### [RECORDS SHOWN]
________________________________________

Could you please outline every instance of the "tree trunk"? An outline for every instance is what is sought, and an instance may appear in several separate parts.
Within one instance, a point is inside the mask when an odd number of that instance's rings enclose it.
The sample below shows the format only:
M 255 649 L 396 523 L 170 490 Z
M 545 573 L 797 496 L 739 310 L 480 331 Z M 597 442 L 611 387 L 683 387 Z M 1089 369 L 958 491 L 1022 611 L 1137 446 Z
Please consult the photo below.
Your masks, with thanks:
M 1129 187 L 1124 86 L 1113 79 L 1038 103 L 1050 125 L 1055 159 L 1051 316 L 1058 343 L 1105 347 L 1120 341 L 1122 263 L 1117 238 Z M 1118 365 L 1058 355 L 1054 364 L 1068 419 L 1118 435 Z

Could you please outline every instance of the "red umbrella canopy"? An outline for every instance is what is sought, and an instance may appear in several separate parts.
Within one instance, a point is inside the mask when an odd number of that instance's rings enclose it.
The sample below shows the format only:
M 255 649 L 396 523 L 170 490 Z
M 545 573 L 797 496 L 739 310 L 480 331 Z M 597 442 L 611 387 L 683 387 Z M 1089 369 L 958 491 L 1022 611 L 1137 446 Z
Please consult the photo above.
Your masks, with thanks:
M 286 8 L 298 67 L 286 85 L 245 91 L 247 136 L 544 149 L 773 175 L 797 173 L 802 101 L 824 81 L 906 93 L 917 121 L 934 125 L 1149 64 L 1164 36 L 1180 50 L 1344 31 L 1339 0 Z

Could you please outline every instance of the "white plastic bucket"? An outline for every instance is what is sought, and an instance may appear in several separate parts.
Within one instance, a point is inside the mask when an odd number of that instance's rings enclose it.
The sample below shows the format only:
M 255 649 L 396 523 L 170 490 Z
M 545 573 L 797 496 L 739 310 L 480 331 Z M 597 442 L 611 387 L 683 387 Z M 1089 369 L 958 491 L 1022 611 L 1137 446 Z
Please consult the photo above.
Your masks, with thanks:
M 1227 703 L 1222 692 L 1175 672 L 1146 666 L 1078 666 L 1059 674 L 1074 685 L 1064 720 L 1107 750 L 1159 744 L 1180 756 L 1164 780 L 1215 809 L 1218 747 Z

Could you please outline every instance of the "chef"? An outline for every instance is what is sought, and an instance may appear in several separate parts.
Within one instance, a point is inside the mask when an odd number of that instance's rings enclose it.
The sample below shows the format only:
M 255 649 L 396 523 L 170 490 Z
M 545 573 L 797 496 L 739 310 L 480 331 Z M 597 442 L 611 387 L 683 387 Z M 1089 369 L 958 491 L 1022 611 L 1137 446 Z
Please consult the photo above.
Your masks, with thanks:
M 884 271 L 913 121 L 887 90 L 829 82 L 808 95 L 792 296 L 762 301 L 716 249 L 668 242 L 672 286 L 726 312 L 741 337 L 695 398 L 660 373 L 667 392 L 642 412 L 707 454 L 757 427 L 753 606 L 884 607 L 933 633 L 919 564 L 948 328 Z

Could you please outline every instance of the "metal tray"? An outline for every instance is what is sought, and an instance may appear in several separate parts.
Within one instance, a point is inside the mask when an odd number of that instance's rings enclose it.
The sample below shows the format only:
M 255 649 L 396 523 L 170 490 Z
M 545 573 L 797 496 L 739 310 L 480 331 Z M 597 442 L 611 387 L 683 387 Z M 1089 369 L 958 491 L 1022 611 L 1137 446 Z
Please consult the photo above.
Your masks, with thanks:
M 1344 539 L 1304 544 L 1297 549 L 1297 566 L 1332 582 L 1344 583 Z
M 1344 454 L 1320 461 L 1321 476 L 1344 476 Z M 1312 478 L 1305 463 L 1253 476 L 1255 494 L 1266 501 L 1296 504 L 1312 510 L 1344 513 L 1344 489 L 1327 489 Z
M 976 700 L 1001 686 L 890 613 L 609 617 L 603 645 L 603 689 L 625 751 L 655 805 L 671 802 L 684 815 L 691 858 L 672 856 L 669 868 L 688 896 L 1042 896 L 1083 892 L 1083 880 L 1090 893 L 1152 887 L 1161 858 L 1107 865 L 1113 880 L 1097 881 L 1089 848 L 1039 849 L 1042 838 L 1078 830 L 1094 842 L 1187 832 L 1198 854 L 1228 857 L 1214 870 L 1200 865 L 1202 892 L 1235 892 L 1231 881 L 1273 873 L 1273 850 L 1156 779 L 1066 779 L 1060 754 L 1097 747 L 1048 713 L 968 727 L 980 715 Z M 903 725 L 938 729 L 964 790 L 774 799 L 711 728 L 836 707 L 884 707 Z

________________________________________

Write out again every line from the start of the records through the line containing "M 1129 187 L", requests included, and subtract 69 from each coordinate in the answer masks.

### [RESULT]
Could you please outline every instance of the "tree trunk"? An outline for every instance is what is sought, and an instance may appear in several separate parts.
Within one instance, a point is inside the mask when an odd number of that instance's rings enclose it.
The sample below shows the format only:
M 255 649 L 396 523 L 170 490 Z
M 545 573 L 797 496 L 739 310 L 480 331 Z M 597 442 L 611 387 L 683 387 Z M 1089 369 L 958 491 L 1022 611 L 1137 446 Z
Please consult the photo below.
Your masks, with thanks:
M 1060 118 L 1055 17 L 1044 10 L 969 34 L 981 56 L 986 90 L 982 247 L 989 274 L 1036 278 L 1051 272 L 1053 194 L 1048 169 Z M 1049 296 L 989 286 L 985 295 L 999 350 L 1049 366 Z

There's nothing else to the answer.